**Task item**.
Copy exactly, and only, the lines from the line containing "Where can the tree branch" through the last line of the records below, both included, and leave out any pictures.

**Data for review**.
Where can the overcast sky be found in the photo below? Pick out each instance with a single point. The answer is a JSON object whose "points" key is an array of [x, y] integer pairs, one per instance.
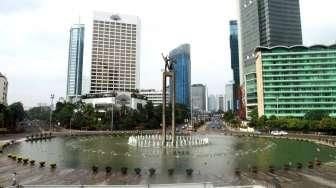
{"points": [[34, 39]]}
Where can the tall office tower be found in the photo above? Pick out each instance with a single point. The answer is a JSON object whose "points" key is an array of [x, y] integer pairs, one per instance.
{"points": [[235, 63], [212, 104], [154, 96], [198, 97], [115, 53], [266, 23], [181, 56], [75, 62], [3, 89], [220, 100], [229, 97]]}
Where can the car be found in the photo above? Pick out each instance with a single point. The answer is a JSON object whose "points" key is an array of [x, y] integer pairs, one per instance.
{"points": [[278, 133]]}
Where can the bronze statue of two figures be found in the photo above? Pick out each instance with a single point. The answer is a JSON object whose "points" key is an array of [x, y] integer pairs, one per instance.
{"points": [[168, 73], [169, 63]]}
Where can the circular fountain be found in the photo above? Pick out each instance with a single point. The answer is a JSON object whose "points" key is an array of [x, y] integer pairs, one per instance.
{"points": [[156, 141]]}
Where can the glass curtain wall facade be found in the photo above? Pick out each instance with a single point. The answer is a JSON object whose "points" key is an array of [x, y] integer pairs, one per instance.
{"points": [[181, 56], [267, 23], [235, 62], [292, 81], [75, 61], [198, 97]]}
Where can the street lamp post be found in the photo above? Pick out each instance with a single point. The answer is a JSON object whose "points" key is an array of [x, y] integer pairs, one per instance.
{"points": [[112, 118], [51, 106], [75, 111]]}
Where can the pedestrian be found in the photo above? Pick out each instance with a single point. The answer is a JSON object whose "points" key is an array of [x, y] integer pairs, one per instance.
{"points": [[14, 179]]}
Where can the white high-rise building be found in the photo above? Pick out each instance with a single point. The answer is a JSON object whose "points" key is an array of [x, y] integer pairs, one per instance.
{"points": [[3, 89], [115, 59]]}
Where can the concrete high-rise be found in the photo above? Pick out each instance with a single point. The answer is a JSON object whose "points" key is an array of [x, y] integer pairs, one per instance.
{"points": [[199, 97], [75, 62], [181, 57], [220, 100], [235, 63], [3, 89], [115, 53]]}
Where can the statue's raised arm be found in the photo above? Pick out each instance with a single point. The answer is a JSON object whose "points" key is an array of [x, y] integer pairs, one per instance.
{"points": [[169, 63]]}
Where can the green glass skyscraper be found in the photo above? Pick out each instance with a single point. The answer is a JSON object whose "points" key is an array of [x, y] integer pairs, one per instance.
{"points": [[291, 81]]}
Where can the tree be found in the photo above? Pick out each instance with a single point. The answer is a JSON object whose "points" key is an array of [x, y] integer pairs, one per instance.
{"points": [[262, 122], [16, 114], [327, 124], [63, 113], [228, 116]]}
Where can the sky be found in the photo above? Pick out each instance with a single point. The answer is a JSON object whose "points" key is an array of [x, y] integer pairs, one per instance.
{"points": [[34, 38]]}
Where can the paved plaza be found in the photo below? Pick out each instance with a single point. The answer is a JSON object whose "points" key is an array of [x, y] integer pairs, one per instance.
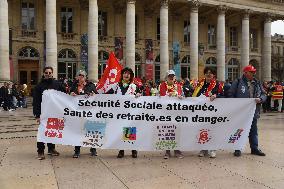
{"points": [[19, 167]]}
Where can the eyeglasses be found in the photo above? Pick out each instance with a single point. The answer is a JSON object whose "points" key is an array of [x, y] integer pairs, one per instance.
{"points": [[208, 73]]}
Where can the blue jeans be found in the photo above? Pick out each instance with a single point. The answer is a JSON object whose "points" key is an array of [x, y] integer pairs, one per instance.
{"points": [[253, 136]]}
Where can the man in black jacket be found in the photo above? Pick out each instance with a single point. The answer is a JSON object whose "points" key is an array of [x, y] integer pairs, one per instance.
{"points": [[47, 82]]}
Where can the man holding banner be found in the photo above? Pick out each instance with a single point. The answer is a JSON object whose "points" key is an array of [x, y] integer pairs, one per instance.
{"points": [[47, 82], [171, 88], [208, 87], [125, 87], [249, 87], [83, 87]]}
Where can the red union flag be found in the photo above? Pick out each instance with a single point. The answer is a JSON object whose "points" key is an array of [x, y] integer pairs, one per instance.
{"points": [[111, 74]]}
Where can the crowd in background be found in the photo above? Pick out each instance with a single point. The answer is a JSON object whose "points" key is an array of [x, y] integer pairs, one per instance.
{"points": [[13, 96]]}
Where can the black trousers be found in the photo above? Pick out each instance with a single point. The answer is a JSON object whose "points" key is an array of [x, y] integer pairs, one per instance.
{"points": [[41, 147]]}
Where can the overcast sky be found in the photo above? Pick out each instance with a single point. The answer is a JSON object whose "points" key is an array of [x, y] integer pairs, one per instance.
{"points": [[277, 27]]}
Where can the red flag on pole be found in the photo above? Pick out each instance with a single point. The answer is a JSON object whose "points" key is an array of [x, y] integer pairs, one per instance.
{"points": [[111, 74]]}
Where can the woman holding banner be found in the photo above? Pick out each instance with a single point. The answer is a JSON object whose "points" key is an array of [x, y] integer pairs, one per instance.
{"points": [[173, 89], [83, 87], [211, 88], [125, 87]]}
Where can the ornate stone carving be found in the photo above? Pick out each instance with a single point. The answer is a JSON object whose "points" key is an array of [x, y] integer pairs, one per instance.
{"points": [[165, 4], [194, 4], [130, 1], [118, 8], [222, 9], [246, 13], [84, 4], [268, 17]]}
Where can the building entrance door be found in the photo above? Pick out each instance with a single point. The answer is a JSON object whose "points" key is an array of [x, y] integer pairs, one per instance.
{"points": [[28, 73]]}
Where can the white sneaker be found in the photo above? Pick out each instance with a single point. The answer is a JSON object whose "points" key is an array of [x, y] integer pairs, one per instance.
{"points": [[212, 153], [202, 153]]}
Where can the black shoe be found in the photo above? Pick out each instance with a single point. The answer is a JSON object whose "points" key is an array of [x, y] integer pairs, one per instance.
{"points": [[41, 156], [120, 154], [237, 153], [53, 152], [76, 155], [93, 152], [257, 152], [134, 153]]}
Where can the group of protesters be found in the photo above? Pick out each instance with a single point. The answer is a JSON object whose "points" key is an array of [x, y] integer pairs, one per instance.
{"points": [[247, 86], [13, 96]]}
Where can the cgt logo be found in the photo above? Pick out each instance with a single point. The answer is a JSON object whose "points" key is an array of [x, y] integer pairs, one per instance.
{"points": [[129, 134], [235, 137], [54, 127], [203, 136]]}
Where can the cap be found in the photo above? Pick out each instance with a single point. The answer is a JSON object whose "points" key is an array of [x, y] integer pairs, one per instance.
{"points": [[249, 68], [81, 72], [171, 72]]}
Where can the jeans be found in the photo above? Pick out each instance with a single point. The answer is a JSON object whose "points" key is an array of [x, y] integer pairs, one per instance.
{"points": [[253, 136], [40, 147]]}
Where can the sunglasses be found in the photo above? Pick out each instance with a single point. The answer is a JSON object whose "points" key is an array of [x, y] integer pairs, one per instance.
{"points": [[208, 73]]}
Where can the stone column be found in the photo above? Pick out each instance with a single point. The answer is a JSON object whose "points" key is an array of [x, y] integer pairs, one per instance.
{"points": [[221, 44], [51, 36], [93, 41], [245, 41], [266, 64], [4, 42], [194, 41], [164, 39], [130, 34]]}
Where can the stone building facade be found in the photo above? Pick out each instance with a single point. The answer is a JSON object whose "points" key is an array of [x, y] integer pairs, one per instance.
{"points": [[277, 57], [150, 36]]}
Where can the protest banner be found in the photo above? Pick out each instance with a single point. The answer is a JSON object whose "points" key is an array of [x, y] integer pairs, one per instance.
{"points": [[145, 123]]}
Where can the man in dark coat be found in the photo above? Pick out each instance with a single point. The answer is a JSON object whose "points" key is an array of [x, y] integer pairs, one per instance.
{"points": [[249, 87], [47, 82]]}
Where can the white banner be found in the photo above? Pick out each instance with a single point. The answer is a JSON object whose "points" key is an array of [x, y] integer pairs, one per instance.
{"points": [[145, 123]]}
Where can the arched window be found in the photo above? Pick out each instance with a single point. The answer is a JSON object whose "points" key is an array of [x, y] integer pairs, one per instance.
{"points": [[66, 53], [157, 68], [211, 62], [103, 57], [255, 64], [185, 67], [67, 64], [138, 66], [28, 53], [233, 70]]}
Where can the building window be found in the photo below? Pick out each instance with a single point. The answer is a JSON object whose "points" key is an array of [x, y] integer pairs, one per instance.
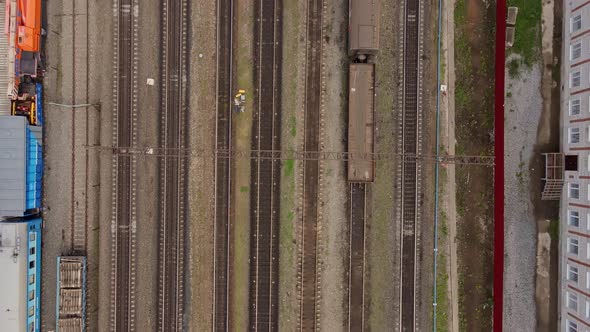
{"points": [[576, 50], [573, 135], [576, 23], [573, 218], [574, 190], [575, 107], [572, 301], [571, 326], [572, 273], [575, 79], [572, 246]]}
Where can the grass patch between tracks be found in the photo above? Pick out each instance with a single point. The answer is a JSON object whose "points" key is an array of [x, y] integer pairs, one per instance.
{"points": [[292, 21], [442, 280], [241, 131], [474, 109]]}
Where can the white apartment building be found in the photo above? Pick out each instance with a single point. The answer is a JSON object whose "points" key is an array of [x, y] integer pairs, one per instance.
{"points": [[574, 251]]}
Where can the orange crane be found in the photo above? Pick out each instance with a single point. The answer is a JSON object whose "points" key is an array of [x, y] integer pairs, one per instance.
{"points": [[29, 25], [24, 33]]}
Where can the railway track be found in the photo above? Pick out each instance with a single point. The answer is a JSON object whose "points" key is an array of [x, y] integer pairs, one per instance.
{"points": [[225, 15], [80, 156], [265, 173], [308, 279], [172, 168], [411, 171], [356, 281], [123, 195]]}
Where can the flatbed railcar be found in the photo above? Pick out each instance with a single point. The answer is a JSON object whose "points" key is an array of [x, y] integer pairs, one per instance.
{"points": [[361, 102], [71, 294], [363, 29]]}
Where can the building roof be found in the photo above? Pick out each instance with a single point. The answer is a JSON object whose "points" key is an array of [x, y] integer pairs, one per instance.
{"points": [[20, 166], [13, 264]]}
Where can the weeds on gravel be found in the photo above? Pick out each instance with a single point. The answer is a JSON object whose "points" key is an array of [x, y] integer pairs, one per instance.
{"points": [[442, 289], [288, 167], [528, 31], [554, 230]]}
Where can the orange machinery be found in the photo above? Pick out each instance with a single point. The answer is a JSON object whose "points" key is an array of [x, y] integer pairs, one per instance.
{"points": [[28, 21], [24, 33]]}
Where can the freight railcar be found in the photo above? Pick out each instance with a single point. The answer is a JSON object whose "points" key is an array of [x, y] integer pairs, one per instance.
{"points": [[363, 29], [361, 101], [71, 294]]}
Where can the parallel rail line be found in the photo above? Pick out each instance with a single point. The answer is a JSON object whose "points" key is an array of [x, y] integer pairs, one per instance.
{"points": [[225, 15], [411, 172], [356, 281], [172, 170], [123, 194], [308, 276], [80, 186], [265, 173]]}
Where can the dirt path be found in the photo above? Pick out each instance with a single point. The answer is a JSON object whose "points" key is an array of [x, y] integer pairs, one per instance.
{"points": [[448, 198], [201, 180]]}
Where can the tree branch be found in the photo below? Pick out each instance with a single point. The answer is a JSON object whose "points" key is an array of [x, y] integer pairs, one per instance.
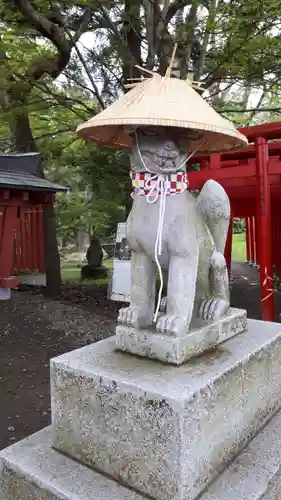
{"points": [[49, 30], [173, 9]]}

**Response below**.
Where can the tree branch be found in the photo below? Pick out each instance with a single point. The answer is a JSON object whose "points" key is an array of [x, y] integer pairs, one per instance.
{"points": [[49, 30], [173, 9]]}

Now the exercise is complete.